- [Предложенный отрывок]:
----------

Привычка к покорности была так велика, что Катрин безропотно подчинилась домогательствам Шаваля; но невысказанная любовь к Этьену осталась до самого конца ее жизни. Когда Катрин увидела Этьена с Мукеттой на дороге в Монсу, «она пошатнулась, словно споткнувшись о камень»; и уходила, с трудом передвигая ноги, «весь ее облик выражал страшное изнеможение». Но терпеливо переносила унизительную, горькую жизнь с Шавалем. Было для нее нечто более страшное, чем побои и брань Шаваля: ее преследовала «боязнь очутиться в маршьеннском публичном доме, где обычно кончали жизнь откатчицы, оставшиеся без хлеба и крова».
Впрочем, случился и у Катрин радостный день, когда она получила малую частицу тепла, в котором так нуждалась. В шахте Жан-Барт она катала свою вагонетку в той части жилы Дезире, упоминая о которой, «углекопы бледнели и понижали голос», — проклятое место на глубине 708 метров, откуда вырывались серные пары и огненные языки, доводя жару до 60 градусов. Шахтеры работали «в красноватом свете лампочек, совершенно голые, точно звери, такие черные и грязные от пота и угля, что нагота их не смущала девушку… Эти напряженные обезьяньи хребты, эти покрытые угольной пылью тела, изнемогающие среди глухих ударов и стона, представляли адское зрелище».
Никогда Катрин не чувствовала такой вялости, сонливости. Она столько наглоталась рудничного газа с детства, что не понимала, почему так плохо переносит его сейчас. «Это была настоящая пытка». Ей мало было того, что она сбросила всю одежду; Катрин «готова была содрать с себя кожу». Потом, «словно ломовая кляча, с черным от сажи крупом, по брюхо в грязи, она на четвереньках потащилась дальше, подталкивая вагонетку… Что же еще снять?». Свет лампочки все бледнел, как будто у него тоже не хватало дыхания. Катрин упала на колени. Бешеные ругательства Шаваля умолкли, когда он увидел ее полумертвой, отравившейся газом. В нем проснулось «чувство углекопа при виде товарища в опасности»; быстро он перенес Катрин подальше от опасного места. «Никогда еще он не был с ней так мил».
Не оправившись от обморока, Катрин уже улыбалась, «она была вся пронизана нежностью» и тихо плакала: «Так хорошо, когда люди хоть немножко любят». Трудными путями и редко приходила к ней радость.
В образе Катрин открываются все новые стороны по мере усложнения отношений и обстоятельств в романе. Оказывается, в этом покорном существе не уничтожено было чувство собственного достоинства. Когда шахтеры собирались расправиться с Шавалем, «даже не любя, она стала бы защищать его, хотя бы из самолюбия»; она заслоняла собой своего любовника, «забывая его побои, забывая жалкую жизнь, на которую была обречена», движимая единственной мыслью, что «ей же стыдно, если его так унизят».

----------

- [Показанные записи]:
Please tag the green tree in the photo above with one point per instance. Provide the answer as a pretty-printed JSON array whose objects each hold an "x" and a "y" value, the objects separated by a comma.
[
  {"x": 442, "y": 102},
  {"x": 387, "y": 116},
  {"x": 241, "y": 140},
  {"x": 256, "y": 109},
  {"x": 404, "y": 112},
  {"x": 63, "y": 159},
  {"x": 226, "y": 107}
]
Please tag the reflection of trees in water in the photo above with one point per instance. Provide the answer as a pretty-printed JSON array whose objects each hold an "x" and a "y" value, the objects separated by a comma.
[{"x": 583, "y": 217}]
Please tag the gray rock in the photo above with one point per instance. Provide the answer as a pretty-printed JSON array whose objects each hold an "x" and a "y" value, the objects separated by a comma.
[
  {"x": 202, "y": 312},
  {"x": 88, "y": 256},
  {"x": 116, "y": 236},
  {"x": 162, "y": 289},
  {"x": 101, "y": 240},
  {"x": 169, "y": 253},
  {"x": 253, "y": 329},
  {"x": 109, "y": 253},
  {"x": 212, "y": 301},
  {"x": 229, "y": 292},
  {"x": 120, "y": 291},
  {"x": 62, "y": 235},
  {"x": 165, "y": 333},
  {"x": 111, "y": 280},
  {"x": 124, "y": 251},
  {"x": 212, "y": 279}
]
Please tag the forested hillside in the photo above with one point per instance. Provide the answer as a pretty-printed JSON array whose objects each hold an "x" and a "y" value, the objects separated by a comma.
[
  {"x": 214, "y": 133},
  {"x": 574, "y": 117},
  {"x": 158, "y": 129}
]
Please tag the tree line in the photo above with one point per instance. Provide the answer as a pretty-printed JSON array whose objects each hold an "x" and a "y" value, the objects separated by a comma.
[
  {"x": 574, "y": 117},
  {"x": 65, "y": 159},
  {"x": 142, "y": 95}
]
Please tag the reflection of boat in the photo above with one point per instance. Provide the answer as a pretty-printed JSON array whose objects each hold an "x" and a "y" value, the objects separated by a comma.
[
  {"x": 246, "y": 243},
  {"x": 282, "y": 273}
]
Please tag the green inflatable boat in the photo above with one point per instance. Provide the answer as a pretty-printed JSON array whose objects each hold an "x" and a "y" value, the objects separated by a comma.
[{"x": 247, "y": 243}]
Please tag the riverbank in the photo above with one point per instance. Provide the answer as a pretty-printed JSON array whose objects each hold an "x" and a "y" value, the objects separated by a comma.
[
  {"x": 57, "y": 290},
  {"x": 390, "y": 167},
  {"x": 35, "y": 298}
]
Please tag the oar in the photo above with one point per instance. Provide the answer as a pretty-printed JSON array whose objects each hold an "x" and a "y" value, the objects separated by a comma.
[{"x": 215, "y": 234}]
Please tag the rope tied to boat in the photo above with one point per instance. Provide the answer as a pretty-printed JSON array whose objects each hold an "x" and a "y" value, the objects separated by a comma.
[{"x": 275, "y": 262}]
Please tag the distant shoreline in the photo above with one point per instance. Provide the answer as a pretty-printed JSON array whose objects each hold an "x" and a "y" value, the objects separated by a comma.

----------

- [Цель A]: Соберите, пожалуйста, все строки записей, где встречается слово "green", с учетом регистра букв.
- [Цель B]: Подхватите отрывок о Катрин и напишите его продолжение, начиная сразу после последнего предложения.
Отрывок и записи никак не связаны друг с другом.

- [Ожидаемый ответ A]:
Please tag the green tree in the photo above with one point per instance. Provide the answer as a pretty-printed JSON array whose objects each hold an "x" and a "y" value, the objects separated by a comma.
Please tag the green inflatable boat in the photo above with one point per instance. Provide the answer as a pretty-printed JSON array whose objects each hold an "x" and a "y" value, the objects separated by a comma.

- [Ожидаемый ответ B]:
И свой выбор в любви Катрин должна была сделать в обстановке гнетущей, ужасной. В кабачке «Авантаж» шла жестокая драка между Этьеном и Шавалем. Катрин «неподвижно стояла, прислонившись к стене; она бессознательно водила руками вниз и вверх, равномерными судорожными движениями рвала на себе платье». Она была до того потрясена, что «сама уже не понимала, кто ей дороже». Но, увидев в руке Шаваля оружие, поняла. И крикнула Этьену: «Берегись! У него нож». Это и было предпочтением.
Катрин открыла в себе и ненависть. В толпе шахтеров, оттеснявших солдат к стене шахты Ворё, оказалась и она. Катрин привел сюда протест против всей ее жизни. «Неужели этому проклятому жалкому существованию никогда не будет конца?» Она, «словно в бреду», разбивала кирпичи и швыряла в солдат с единственной мыслью — «все смести».
С ярким темпераментом написал Золя сцену гибели шахты Ворё, соединив драму, происходящую на поверхности земли, с той, что совершалась в ее глубинах. Грандиозная картина разрушения, когда страшные содрогания земли разваливали стены, опрокидывали здания, каждое мгновение становилась иной. Где-то в недрах земли «чудовищная артиллерия вела обстрел». Только что стояли сортировочная, котельная, водоотливная башня. Но «вихрь подхватил и расшвырял» их обломки. Мгновенно «раскололась и исчезла котельная». Четырехугольная башня, где захлебывался водоотливной насос, «упала ничком, как человек, которого сразило пушечное ядро». Тридцатиметровая труба, вздрагивавшая, словно корабельная мачта в бурю, вдруг вся, целиком, ушла в землю, истаяла, «словно гигантская свеча», исчезла… Неуязвимой оставалась в глубине развороченного машинного отделения паровая машина. Ее крупные стальные детали были похожи «на несокрушимые мышцы», а застывший в воздухе шатун «напоминал согнутую в колене ногу великана, спокойно дремлющего, уверенного в своей силе». Но смерть подступила и к паровой машине.
Машина в этой сцене действует, подобно характеру в драме, она играет свою роль. А роль ее такова: сильная, она борется со смертью. «Растерзанная, четвертованная», она пыталась держаться на расшатанном основании, «она шла, она вытягивала шатун, словно сгибала колено своей гигантской ноги, как будто старалась подняться; но то были предсмертные судороги — разбитую, поверженную, ее поглотила пропасть». Однако агония машины еще не означала конец катастрофы: «Шахта задумала выпить реку», затопив все горные выработки на долгие годы. На месте шахты Ворё раскинулась водная гладь, «подобно тем сказочным озерам, на дне которых спят проклятые города».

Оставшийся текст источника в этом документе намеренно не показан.